■ **Extrait choisi**:
⟨
Derrière les mots, il y a elle, que j'imagine assise à son bureau, entre deux bouquins de géo. Il y a la tempête qui rumine. Pourtant une écriture si droite, si régulière. Dehors, il y a le vent qui souffle et à mon tour je prends mon stylo pour écrire sur le cahier. Notre cahier. Témoin de nos joies, nos peurs, nos doutes, nos évidences. Il y a tout, écrit là. Ou pas écrit, mais ici. Des réponses muettes, des récits sans fin, parfois des choses qui ne viennent pas de nous, mais d'auteur dont on se refuse de citer le nom. Par jeu, ou par orgueil.

 

L'essentiel est là, derrière des mots façades qui ne sont que prétexte à un carnet complice. Complices que nous sommes. Loin des faux, loin du convenable. Des lignes et des lignes de questions, de réflexions, à l'autre, à nous-même, et de temps en temps, une fleur, une photo. Un carnet qui sent le mélange, un carnet qui sent bon, un carnet qui sent bien.

 

J'avais oublié les lettres. 

***


Je n'arrivais pas à dormir. Alors j'ai rallumé l'ordinateur.

Je voyais un langage de la typographie. Que la mise en forme des paragraphes que l'on était amené à écrire était en soi une certaine forme de langage. J'ai pris conscience de ça. D'un coup. Alors que je le faisais inconsciemment depuis longtemps. Je me souviens même d'avoir commencé une lettre à Héloïse qui commençait justement par ce jeu d'alignements, de taille de caractères...


C'est bizarre. Je repensais aussi vaguement à 140x200. L'espace d'un instant. Au final, je conclus que je suis incapable d'avoir un avis personnel dessus. Tantôt j'aime, tantôt je trouve ça niais et déplorable. Je n'arrive même plus à me fier aux avis des autres; savoir s'ils disent que c'est bien pour ne pas vexer. J'aimerais en refaire un, mais le temps manque. L'inspiration aussi.


Je pense à Justine. Je pense qu'on a toujours un verre à boire ensemble. Je m'aperçois que je n'ai pas de nouvelles concrètes des autres. Je sens mon ventre se nouer. Justine, Cécile... C'est un peu de ma mémoire, comme ça.


Un jour Justine a dit: "Ton chemin, il viendra comme il viendra". Et c'est marrant que pile poil quand j'écris ça, elle se connecte.


Je me lance...je lui demande de ses nouvelles.


***



J'aime les gens qui sont à semi-concernés parce qu'ils disent. Ainsi ce matin, collégiature dans le CDI de l'ESMI. Question du jour: "la grève". Normal, les effectifs réduits de moitié pour cause de non-transport. Puis la Dame en Rouge.


"Je trouve ça déplorable de faire grève en temps de crise."


Je me suis dit qu'effectivement, c'était très idiot de faire grève en temps de crise, qu'il valait mieux faire grève quand tout le monde était content et que tout allait bien parce que juste là, ça allait changer quelque chose. La Dame de continuer que la plupart sont des flemmards qui ne veulent pas travailler, toujours plus sans se donner de mal, et à qui le moindre prétexte (ici la grève) est bon pour ne pas aller au boulot.
⟩
■ **Données**:
⟨
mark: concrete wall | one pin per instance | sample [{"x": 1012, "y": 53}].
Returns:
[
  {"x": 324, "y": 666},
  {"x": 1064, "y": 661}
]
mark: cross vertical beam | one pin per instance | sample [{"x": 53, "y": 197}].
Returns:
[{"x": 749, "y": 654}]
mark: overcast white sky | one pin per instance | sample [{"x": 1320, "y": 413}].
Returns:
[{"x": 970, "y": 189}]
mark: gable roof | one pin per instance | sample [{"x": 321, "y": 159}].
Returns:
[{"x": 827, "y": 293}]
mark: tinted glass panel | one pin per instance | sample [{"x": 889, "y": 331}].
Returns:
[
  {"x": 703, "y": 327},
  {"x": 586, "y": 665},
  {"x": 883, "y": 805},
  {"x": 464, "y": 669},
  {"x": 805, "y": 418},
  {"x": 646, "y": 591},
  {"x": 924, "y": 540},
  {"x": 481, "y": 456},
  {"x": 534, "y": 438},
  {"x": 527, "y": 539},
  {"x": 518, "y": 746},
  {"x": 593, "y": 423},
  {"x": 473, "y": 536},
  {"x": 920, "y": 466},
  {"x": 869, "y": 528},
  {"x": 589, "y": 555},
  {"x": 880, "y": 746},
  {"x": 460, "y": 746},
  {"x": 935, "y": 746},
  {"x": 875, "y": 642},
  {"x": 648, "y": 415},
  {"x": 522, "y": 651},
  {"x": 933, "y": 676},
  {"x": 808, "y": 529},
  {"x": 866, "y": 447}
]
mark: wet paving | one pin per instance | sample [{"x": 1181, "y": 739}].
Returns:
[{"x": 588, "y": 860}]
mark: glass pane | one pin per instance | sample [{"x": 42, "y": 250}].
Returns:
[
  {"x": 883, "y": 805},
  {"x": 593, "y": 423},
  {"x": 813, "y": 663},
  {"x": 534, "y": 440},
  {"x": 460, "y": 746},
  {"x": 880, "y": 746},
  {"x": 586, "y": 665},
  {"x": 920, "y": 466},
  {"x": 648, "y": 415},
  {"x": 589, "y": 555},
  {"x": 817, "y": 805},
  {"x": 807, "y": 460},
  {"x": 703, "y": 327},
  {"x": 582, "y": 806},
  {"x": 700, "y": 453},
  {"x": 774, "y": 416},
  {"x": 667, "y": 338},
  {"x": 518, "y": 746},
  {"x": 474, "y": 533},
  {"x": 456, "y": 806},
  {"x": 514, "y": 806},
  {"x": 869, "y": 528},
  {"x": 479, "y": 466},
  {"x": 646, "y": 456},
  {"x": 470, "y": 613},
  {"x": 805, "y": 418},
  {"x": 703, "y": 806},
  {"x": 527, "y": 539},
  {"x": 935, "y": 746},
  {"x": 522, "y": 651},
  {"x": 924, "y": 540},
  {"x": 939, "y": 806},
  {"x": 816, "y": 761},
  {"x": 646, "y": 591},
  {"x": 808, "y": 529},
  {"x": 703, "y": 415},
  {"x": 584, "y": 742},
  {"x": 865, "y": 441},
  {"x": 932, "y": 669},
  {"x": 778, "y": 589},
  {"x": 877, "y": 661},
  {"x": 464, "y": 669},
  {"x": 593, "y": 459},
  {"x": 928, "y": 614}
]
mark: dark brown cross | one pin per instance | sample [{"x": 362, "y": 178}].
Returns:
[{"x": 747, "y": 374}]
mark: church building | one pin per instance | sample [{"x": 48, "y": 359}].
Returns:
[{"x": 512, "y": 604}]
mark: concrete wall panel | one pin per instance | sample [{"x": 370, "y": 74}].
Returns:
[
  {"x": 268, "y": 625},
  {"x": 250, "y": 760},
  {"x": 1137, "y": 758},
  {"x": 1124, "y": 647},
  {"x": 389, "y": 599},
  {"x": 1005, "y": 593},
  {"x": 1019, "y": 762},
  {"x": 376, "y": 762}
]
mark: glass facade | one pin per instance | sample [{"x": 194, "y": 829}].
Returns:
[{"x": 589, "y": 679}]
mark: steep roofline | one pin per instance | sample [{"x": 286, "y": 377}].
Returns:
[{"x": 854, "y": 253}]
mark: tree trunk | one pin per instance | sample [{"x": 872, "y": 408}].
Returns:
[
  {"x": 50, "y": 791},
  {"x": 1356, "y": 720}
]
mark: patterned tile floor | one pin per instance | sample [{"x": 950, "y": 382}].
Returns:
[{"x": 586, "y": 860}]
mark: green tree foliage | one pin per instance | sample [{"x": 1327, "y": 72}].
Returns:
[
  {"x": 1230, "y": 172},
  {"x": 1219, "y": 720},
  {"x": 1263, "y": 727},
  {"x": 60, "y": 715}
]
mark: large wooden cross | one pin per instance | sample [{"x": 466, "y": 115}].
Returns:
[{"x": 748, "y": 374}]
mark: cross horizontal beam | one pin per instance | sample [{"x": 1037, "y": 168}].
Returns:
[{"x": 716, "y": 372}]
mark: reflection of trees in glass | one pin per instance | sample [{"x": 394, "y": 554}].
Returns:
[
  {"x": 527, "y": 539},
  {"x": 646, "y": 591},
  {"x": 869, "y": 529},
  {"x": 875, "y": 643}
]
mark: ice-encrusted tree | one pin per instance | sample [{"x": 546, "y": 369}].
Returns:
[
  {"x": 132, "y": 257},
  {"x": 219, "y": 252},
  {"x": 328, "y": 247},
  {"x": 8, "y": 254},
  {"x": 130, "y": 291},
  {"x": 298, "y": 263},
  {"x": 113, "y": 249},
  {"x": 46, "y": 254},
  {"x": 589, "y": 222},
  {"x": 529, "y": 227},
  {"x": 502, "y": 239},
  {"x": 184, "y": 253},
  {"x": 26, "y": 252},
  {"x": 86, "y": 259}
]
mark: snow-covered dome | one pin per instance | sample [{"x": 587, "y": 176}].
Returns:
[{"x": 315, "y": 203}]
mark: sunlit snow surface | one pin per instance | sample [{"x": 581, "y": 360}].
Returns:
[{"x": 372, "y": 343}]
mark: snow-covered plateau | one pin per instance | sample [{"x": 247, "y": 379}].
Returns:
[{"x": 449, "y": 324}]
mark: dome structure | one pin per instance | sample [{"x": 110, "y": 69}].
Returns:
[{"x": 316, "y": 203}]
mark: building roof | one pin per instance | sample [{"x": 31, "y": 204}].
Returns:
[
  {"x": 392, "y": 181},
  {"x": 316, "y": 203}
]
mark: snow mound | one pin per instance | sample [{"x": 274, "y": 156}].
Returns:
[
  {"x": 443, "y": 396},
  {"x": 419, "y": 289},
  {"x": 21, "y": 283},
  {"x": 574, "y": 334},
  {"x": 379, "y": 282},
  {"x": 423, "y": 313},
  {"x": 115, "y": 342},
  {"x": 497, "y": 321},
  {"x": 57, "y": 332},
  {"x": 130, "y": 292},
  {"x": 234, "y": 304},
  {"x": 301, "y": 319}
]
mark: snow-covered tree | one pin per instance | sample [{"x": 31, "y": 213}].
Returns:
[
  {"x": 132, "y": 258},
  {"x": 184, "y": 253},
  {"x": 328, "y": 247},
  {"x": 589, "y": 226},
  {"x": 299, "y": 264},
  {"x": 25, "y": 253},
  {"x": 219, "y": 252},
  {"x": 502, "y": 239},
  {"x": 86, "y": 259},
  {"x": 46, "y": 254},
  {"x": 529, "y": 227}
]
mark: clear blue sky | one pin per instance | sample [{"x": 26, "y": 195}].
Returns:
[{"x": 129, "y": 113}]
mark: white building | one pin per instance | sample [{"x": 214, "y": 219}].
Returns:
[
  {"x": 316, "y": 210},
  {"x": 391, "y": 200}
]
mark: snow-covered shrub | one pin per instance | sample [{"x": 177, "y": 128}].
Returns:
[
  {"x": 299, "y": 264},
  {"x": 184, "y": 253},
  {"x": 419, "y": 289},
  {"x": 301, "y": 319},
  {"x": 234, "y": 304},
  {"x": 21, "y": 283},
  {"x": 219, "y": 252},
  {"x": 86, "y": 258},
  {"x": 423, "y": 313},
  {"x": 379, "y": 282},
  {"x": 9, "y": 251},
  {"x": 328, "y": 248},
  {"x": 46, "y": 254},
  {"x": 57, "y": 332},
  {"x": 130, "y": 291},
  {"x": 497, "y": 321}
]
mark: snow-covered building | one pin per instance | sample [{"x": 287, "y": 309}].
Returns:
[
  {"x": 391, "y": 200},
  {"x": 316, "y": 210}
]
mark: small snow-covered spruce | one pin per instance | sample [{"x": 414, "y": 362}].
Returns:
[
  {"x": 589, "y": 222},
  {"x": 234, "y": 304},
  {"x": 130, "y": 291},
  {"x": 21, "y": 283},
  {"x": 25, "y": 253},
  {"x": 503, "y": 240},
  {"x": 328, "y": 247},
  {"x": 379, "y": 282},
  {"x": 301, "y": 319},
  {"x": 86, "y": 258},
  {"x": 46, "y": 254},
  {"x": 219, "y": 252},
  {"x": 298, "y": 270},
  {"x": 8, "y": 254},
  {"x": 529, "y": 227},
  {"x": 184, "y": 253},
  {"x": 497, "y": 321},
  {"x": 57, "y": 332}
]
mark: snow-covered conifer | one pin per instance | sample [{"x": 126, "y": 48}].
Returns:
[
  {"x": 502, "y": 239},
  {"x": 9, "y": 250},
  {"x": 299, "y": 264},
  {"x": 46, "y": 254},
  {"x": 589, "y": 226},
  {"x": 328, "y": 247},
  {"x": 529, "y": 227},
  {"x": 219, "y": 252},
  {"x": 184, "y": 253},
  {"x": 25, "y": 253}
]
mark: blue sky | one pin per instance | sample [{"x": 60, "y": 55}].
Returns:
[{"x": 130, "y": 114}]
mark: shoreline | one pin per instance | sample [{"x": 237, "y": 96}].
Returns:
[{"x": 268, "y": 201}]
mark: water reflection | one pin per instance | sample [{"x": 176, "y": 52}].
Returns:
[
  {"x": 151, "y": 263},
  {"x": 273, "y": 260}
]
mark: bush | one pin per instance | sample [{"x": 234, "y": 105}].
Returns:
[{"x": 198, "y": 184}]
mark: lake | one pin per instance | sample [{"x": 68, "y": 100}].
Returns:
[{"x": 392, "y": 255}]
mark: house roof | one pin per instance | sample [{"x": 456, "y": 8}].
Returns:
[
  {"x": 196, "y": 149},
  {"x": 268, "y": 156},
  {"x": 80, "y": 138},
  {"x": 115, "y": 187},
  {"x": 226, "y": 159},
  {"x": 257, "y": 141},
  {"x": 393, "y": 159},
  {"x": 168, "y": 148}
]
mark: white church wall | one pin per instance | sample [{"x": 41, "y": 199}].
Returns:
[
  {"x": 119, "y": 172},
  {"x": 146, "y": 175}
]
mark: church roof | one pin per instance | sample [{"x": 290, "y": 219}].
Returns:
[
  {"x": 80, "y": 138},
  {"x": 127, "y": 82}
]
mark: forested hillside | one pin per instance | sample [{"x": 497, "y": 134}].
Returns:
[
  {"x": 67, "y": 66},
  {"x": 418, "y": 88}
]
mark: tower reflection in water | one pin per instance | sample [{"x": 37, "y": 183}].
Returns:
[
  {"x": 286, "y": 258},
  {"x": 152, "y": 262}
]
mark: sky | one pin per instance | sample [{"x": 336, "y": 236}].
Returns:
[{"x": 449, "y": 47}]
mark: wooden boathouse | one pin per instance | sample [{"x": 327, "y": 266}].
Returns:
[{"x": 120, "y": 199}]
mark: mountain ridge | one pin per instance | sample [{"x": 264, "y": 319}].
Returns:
⟩
■ **Consignes**:
a) Réécrivez le passage de l'extrait choisi compris entre "Je voyais un" et "manque. L'inspiration aussi.", bornes incluses, en remplaçant "lettre" par "carte".
b) D'après l'extrait choisi, quelle phrase Justine a-t-elle dite un jour ?

■ **Réponses**:
a)
Je voyais un langage de la typographie. Que la mise en forme des paragraphes que l'on était amené à écrire était en soi une certaine forme de langage. J'ai pris conscience de ça. D'un coup. Alors que je le faisais inconsciemment depuis longtemps. Je me souviens même d'avoir commencé une carte à Héloïse qui commençait justement par ce jeu d'alignements, de taille de caractères...


C'est bizarre. Je repensais aussi vaguement à 140x200. L'espace d'un instant. Au final, je conclus que je suis incapable d'avoir un avis personnel dessus. Tantôt j'aime, tantôt je trouve ça niais et déplorable. Je n'arrive même plus à me fier aux avis des autres; savoir s'ils disent que c'est bien pour ne pas vexer. J'aimerais en refaire un, mais le temps manque. L'inspiration aussi.

b) « Ton chemin, il viendra comme il viendra. »